**Directions for this task:** Reproduce the material from its beginning through the line containing "440L29 438L27 444L16", replacing "rough mask" with "coarse mask" wherever it occurs and leaving everything else unchanged.

········

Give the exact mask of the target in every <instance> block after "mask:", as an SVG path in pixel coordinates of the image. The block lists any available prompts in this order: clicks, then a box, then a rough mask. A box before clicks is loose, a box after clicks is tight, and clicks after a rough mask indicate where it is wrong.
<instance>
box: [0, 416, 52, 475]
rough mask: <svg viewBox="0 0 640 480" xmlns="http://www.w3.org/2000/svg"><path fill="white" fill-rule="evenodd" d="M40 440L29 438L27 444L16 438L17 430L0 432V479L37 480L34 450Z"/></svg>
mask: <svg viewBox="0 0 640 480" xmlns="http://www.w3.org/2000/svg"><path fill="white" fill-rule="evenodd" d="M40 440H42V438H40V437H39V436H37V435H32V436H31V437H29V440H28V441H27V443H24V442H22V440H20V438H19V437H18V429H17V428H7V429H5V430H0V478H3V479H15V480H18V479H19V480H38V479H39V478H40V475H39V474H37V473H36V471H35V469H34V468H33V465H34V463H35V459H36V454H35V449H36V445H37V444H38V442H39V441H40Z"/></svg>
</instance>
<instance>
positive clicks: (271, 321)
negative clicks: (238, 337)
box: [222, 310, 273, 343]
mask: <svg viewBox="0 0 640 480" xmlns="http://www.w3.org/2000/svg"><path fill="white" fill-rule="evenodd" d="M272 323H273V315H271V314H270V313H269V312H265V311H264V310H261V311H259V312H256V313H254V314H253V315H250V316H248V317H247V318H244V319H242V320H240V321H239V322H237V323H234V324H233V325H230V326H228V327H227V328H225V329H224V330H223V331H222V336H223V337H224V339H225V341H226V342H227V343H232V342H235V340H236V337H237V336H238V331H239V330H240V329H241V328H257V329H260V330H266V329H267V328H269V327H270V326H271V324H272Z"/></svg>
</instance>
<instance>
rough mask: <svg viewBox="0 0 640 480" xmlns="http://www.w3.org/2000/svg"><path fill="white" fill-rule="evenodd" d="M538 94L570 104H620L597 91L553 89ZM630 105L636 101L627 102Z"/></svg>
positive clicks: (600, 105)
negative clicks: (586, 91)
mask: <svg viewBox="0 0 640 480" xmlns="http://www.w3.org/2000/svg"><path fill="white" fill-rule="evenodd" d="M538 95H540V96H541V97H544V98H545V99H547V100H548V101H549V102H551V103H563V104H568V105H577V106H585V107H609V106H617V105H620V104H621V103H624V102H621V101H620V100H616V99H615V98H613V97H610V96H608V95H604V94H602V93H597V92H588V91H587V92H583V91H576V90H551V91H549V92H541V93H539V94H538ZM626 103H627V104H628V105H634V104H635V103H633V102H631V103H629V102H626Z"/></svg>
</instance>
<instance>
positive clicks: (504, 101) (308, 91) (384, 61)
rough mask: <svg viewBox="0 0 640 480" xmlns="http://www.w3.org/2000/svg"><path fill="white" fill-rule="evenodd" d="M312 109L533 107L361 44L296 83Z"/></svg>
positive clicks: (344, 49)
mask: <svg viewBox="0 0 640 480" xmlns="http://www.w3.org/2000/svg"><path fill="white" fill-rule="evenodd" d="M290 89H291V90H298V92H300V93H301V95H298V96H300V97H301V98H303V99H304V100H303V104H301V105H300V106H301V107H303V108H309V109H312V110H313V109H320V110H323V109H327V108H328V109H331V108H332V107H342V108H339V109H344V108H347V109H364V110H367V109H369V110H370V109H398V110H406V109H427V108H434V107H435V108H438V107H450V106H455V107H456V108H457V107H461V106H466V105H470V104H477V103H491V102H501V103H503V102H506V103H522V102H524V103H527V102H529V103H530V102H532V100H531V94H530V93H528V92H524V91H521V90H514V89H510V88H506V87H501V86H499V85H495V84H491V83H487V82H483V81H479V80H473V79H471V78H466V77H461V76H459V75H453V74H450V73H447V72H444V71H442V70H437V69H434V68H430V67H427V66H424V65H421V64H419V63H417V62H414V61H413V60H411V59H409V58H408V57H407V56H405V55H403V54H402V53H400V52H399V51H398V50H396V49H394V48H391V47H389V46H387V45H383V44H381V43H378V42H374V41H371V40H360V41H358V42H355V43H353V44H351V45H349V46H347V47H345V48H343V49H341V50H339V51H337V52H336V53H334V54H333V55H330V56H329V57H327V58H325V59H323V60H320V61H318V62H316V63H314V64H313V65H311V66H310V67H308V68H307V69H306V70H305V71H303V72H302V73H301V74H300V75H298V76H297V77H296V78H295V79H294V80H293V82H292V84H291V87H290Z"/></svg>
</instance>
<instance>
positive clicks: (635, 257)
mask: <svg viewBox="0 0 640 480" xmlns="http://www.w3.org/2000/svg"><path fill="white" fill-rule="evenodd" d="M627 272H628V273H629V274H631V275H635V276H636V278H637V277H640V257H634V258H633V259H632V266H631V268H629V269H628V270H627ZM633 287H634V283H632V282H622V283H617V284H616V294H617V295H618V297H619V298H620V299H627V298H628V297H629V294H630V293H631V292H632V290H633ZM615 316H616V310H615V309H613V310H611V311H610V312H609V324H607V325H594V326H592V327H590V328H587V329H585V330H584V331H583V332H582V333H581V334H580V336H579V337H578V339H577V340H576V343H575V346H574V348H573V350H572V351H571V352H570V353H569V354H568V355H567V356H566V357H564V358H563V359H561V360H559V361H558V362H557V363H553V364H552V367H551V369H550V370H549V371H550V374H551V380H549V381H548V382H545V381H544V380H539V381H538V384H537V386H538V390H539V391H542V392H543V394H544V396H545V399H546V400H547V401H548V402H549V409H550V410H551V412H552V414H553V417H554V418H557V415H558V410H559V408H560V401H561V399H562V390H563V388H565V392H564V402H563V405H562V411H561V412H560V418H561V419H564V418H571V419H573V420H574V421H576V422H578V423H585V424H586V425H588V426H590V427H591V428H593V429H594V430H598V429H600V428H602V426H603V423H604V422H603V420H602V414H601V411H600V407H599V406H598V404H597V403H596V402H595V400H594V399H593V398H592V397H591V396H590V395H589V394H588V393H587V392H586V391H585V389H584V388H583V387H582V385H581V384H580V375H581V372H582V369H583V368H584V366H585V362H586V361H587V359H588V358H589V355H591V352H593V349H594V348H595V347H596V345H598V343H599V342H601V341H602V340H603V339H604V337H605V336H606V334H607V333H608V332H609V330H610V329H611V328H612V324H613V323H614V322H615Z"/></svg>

········

**Written answer:**
Give the exact mask of the target in every <instance> block after "mask:", as an SVG path in pixel coordinates of the image. The block lists any available prompts in this order: clicks, then a box, then a coarse mask. A box before clicks is loose, a box after clicks is tight, and clicks after a coarse mask indicate where it is wrong.
<instance>
box: [0, 416, 52, 475]
coarse mask: <svg viewBox="0 0 640 480" xmlns="http://www.w3.org/2000/svg"><path fill="white" fill-rule="evenodd" d="M40 440L29 438L27 444L16 438L17 430L0 432V479L37 480L34 450Z"/></svg>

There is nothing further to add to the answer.